■ **TO DO**: Whenever a line contains the string "small", copy it out of the entries.

■ **DATA EXTRACTS**:

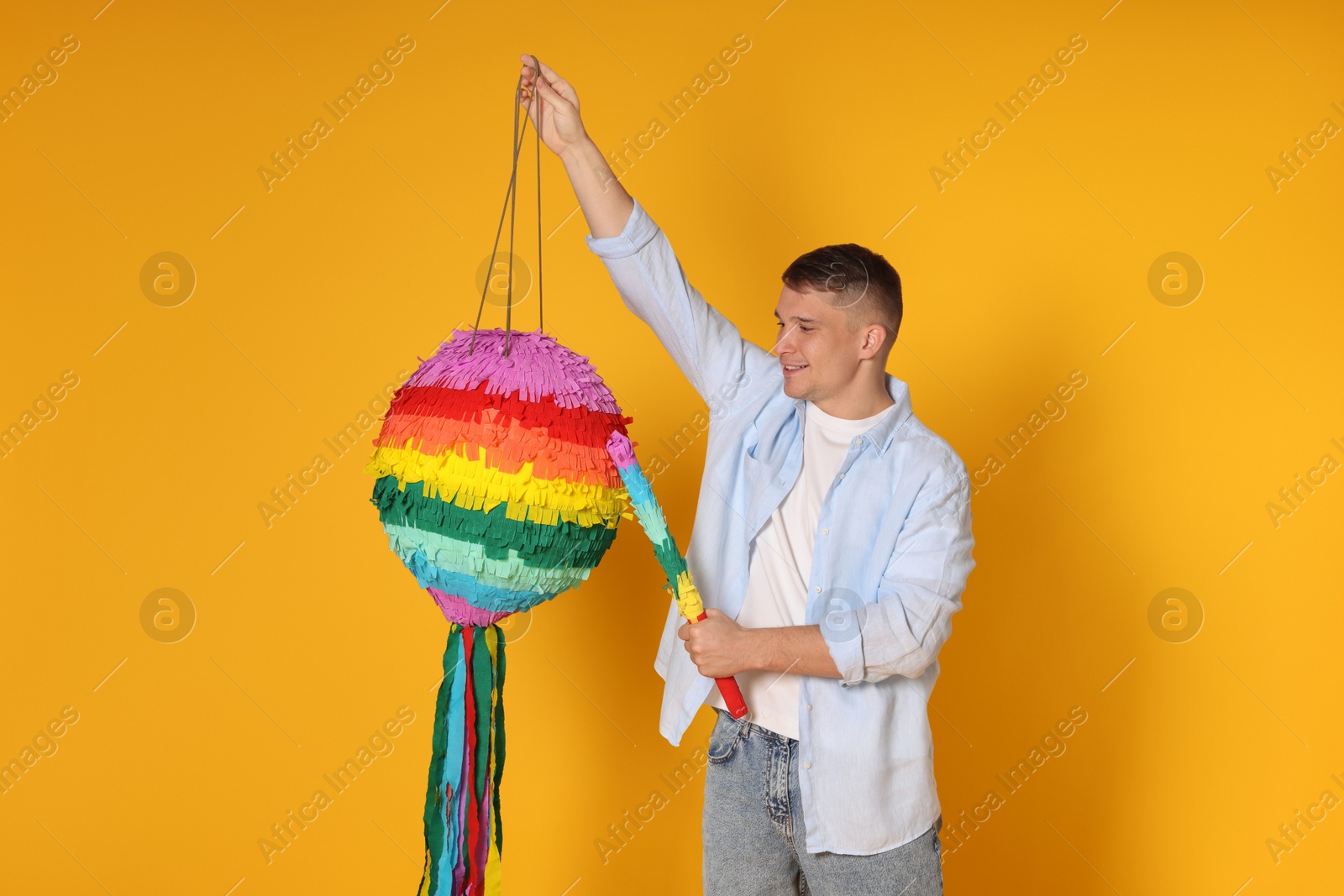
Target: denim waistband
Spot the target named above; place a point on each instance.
(748, 728)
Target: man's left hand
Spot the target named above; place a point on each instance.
(718, 645)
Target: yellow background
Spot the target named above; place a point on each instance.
(311, 297)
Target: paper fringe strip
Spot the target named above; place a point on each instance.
(463, 832)
(649, 513)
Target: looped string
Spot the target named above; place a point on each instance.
(512, 194)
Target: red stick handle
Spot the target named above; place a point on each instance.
(729, 689)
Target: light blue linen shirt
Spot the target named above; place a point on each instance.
(891, 558)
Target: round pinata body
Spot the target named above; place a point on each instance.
(495, 485)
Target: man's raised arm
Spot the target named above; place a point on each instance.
(703, 343)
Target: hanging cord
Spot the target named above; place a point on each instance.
(512, 194)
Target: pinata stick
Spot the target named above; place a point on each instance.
(664, 547)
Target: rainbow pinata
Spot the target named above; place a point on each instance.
(496, 490)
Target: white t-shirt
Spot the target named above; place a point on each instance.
(780, 564)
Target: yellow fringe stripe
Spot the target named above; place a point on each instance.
(476, 486)
(687, 597)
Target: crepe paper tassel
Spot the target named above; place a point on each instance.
(496, 490)
(649, 513)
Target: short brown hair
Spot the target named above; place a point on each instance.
(864, 282)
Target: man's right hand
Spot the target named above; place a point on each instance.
(561, 123)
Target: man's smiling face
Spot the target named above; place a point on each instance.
(816, 347)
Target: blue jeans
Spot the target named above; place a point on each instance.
(754, 837)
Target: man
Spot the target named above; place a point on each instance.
(831, 544)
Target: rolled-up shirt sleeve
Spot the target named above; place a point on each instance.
(900, 631)
(705, 344)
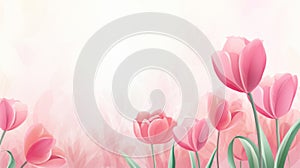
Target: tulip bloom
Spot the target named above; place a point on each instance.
(12, 114)
(274, 100)
(191, 137)
(241, 63)
(40, 148)
(222, 114)
(155, 128)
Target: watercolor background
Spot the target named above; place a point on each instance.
(40, 41)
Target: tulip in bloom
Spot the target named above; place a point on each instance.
(241, 63)
(192, 134)
(224, 115)
(274, 98)
(40, 148)
(155, 128)
(12, 114)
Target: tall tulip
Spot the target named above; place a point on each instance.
(40, 150)
(155, 128)
(12, 114)
(223, 115)
(274, 98)
(193, 137)
(240, 66)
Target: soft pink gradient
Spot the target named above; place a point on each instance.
(193, 137)
(241, 63)
(275, 99)
(155, 128)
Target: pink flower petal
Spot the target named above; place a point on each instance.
(180, 136)
(7, 115)
(57, 159)
(283, 93)
(222, 66)
(252, 64)
(157, 131)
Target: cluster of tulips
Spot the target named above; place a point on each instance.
(239, 66)
(39, 144)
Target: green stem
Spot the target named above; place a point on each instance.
(23, 165)
(277, 133)
(218, 141)
(2, 137)
(257, 128)
(198, 159)
(153, 156)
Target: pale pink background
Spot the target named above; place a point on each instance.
(40, 42)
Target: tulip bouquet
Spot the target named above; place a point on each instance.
(39, 145)
(239, 66)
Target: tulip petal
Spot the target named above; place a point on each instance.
(35, 133)
(157, 131)
(180, 136)
(223, 116)
(142, 116)
(252, 64)
(7, 115)
(262, 102)
(57, 159)
(222, 66)
(283, 92)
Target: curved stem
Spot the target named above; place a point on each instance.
(257, 128)
(218, 141)
(2, 137)
(153, 156)
(23, 165)
(277, 133)
(198, 159)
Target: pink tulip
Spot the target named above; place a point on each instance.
(40, 148)
(191, 137)
(275, 98)
(155, 128)
(224, 115)
(12, 114)
(241, 63)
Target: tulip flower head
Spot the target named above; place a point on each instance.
(155, 128)
(192, 137)
(274, 98)
(40, 148)
(241, 63)
(12, 114)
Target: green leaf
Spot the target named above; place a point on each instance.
(210, 162)
(12, 162)
(266, 151)
(285, 145)
(251, 151)
(172, 161)
(130, 162)
(192, 158)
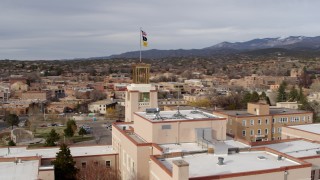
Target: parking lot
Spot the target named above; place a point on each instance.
(99, 129)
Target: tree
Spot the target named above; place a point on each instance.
(82, 131)
(52, 138)
(71, 128)
(11, 143)
(64, 165)
(12, 120)
(96, 95)
(201, 103)
(282, 95)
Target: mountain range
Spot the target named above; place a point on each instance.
(289, 45)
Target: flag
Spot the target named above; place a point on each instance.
(144, 39)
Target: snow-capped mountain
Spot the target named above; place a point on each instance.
(281, 42)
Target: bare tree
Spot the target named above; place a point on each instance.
(97, 171)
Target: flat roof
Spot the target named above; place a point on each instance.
(207, 164)
(51, 152)
(313, 128)
(220, 147)
(272, 111)
(25, 170)
(182, 147)
(299, 148)
(177, 115)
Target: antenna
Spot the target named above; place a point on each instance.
(178, 114)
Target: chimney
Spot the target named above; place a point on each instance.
(180, 170)
(220, 160)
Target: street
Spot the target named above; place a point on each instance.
(102, 134)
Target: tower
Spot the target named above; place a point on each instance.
(141, 73)
(140, 95)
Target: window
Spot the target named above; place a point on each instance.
(251, 122)
(144, 97)
(259, 121)
(84, 164)
(244, 133)
(244, 122)
(279, 130)
(166, 126)
(292, 119)
(108, 164)
(283, 120)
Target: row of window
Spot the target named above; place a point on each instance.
(259, 132)
(96, 163)
(280, 120)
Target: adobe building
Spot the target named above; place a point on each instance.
(262, 123)
(150, 130)
(36, 163)
(140, 95)
(302, 149)
(307, 131)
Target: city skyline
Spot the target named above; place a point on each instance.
(80, 29)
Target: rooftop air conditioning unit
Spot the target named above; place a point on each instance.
(220, 160)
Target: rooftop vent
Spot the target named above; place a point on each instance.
(220, 160)
(152, 110)
(262, 158)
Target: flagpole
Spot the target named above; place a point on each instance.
(140, 43)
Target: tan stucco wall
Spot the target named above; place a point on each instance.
(46, 175)
(288, 133)
(133, 159)
(181, 131)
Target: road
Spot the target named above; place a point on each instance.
(102, 134)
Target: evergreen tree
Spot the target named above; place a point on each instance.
(282, 95)
(82, 131)
(12, 120)
(263, 96)
(52, 138)
(254, 97)
(64, 165)
(11, 143)
(246, 98)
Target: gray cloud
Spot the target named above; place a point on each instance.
(43, 29)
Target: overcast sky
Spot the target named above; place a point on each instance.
(59, 29)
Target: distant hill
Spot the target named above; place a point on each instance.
(289, 45)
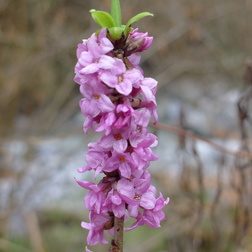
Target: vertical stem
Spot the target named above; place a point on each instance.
(117, 242)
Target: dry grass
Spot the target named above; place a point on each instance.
(198, 40)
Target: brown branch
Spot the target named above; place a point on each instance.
(187, 133)
(117, 242)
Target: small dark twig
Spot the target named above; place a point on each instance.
(117, 242)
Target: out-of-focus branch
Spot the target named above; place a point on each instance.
(190, 134)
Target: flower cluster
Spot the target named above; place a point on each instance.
(120, 101)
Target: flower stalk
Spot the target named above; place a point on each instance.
(117, 242)
(119, 101)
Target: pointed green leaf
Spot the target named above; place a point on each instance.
(102, 18)
(116, 12)
(138, 17)
(116, 32)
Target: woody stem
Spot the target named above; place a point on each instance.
(117, 243)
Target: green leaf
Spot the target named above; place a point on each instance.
(138, 17)
(116, 12)
(102, 18)
(116, 32)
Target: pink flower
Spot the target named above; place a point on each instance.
(122, 80)
(138, 42)
(119, 101)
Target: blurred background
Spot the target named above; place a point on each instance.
(201, 58)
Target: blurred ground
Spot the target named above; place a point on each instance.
(200, 54)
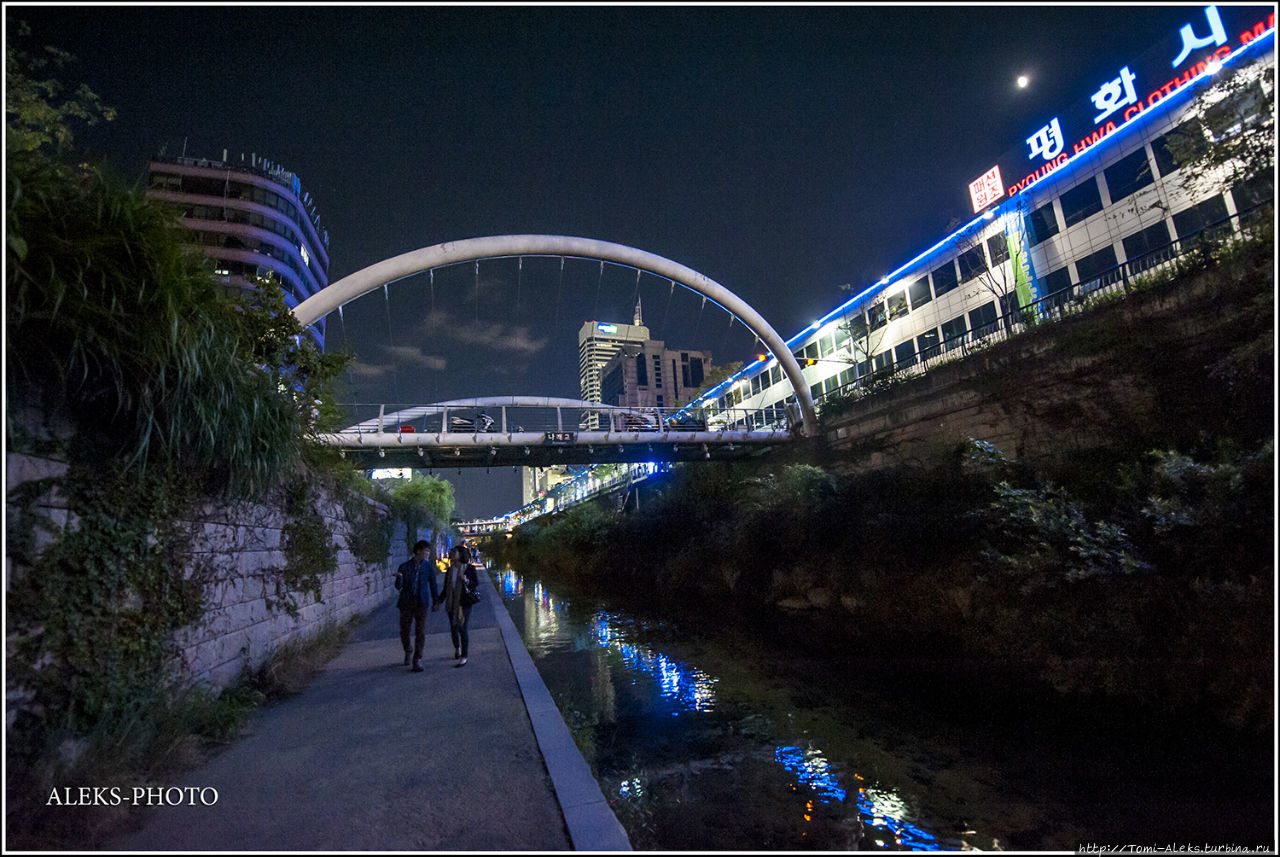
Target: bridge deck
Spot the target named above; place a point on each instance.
(536, 449)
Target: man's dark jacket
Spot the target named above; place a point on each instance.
(414, 589)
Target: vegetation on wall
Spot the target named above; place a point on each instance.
(127, 360)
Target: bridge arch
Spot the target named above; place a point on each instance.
(368, 279)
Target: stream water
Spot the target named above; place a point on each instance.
(708, 739)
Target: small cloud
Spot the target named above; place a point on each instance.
(499, 338)
(366, 370)
(414, 356)
(442, 324)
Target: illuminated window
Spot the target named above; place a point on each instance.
(858, 326)
(973, 262)
(927, 343)
(1202, 221)
(1129, 174)
(1056, 287)
(1088, 267)
(999, 248)
(945, 279)
(897, 305)
(904, 354)
(1183, 137)
(876, 315)
(1080, 201)
(1249, 196)
(954, 331)
(1147, 241)
(1042, 224)
(983, 319)
(920, 293)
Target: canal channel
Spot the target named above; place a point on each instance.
(708, 739)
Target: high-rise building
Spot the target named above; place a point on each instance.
(250, 219)
(650, 375)
(597, 343)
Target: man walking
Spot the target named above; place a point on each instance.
(415, 580)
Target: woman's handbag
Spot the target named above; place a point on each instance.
(469, 596)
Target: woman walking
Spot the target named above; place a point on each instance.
(460, 596)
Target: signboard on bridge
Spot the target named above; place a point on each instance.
(561, 438)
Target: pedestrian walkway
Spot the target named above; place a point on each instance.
(375, 757)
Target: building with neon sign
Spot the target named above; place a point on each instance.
(1091, 197)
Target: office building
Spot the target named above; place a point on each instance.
(1091, 198)
(650, 375)
(597, 343)
(251, 219)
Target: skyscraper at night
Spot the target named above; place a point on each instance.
(597, 343)
(250, 219)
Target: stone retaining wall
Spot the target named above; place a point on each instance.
(1057, 393)
(233, 548)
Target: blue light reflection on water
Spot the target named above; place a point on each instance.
(691, 690)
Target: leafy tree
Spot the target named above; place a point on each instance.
(36, 120)
(1229, 137)
(421, 502)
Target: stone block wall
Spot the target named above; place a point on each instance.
(233, 549)
(245, 621)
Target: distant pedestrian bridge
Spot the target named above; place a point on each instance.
(534, 431)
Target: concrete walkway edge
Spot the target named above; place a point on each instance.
(592, 824)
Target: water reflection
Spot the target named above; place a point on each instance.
(549, 627)
(689, 688)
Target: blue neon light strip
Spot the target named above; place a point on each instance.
(1197, 82)
(1194, 83)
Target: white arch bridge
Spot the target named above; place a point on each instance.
(530, 431)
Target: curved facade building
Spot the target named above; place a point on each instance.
(250, 219)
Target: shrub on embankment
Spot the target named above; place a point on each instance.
(1138, 573)
(1164, 600)
(144, 394)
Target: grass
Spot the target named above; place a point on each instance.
(149, 751)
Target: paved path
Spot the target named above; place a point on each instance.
(374, 757)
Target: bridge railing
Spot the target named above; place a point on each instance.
(516, 418)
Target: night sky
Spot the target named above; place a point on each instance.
(781, 151)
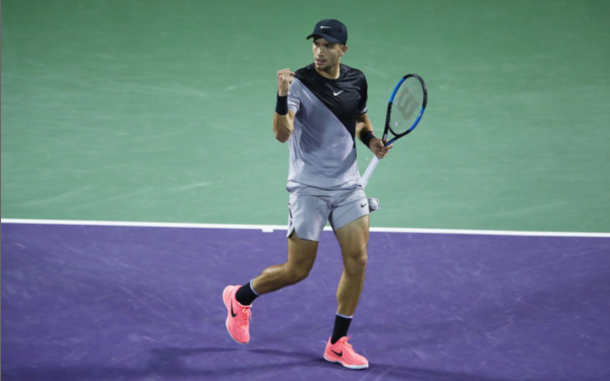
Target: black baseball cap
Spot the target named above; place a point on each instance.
(331, 30)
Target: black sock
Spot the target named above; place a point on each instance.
(341, 326)
(246, 294)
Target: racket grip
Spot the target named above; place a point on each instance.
(364, 180)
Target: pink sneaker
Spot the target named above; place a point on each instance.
(238, 316)
(343, 353)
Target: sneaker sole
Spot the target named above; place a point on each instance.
(345, 365)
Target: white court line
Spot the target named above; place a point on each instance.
(271, 228)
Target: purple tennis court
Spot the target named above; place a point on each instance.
(84, 302)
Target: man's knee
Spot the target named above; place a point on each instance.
(297, 273)
(355, 264)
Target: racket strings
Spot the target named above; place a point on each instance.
(406, 106)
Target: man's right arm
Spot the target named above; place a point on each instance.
(283, 121)
(283, 125)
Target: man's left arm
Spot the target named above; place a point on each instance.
(364, 130)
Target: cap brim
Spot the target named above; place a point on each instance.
(326, 37)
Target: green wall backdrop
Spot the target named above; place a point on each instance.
(149, 110)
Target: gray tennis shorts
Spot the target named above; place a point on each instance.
(309, 210)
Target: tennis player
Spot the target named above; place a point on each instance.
(320, 111)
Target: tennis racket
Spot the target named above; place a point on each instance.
(405, 110)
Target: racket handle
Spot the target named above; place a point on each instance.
(369, 171)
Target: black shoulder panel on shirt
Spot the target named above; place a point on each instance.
(345, 96)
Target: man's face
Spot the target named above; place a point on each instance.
(327, 55)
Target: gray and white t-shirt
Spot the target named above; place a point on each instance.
(322, 145)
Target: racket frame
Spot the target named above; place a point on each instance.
(387, 128)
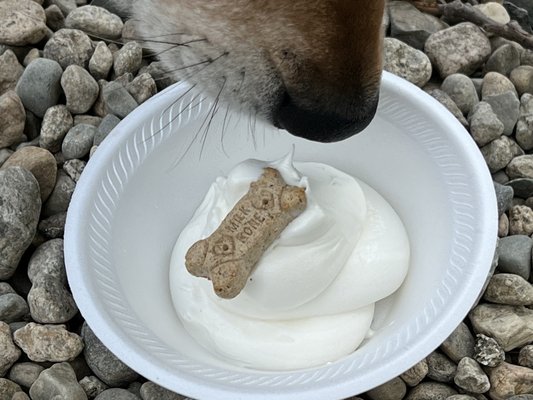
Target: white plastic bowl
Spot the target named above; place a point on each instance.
(149, 175)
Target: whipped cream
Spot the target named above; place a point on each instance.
(310, 299)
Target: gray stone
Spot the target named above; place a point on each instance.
(485, 126)
(118, 100)
(507, 107)
(440, 367)
(25, 373)
(461, 48)
(101, 61)
(471, 377)
(12, 307)
(487, 351)
(48, 259)
(78, 141)
(103, 363)
(394, 389)
(509, 289)
(414, 375)
(41, 163)
(95, 20)
(9, 353)
(39, 87)
(510, 326)
(48, 342)
(503, 60)
(50, 302)
(61, 195)
(142, 88)
(406, 62)
(12, 119)
(410, 25)
(498, 153)
(19, 215)
(10, 71)
(462, 91)
(58, 381)
(459, 344)
(69, 47)
(431, 391)
(56, 123)
(22, 22)
(81, 90)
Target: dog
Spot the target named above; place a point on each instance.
(312, 67)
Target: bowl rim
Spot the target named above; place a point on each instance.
(147, 365)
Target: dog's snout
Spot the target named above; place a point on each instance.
(324, 126)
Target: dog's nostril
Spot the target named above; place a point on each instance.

■ **ANSWER BOX**:
Target: small dark twig
Target: small cloud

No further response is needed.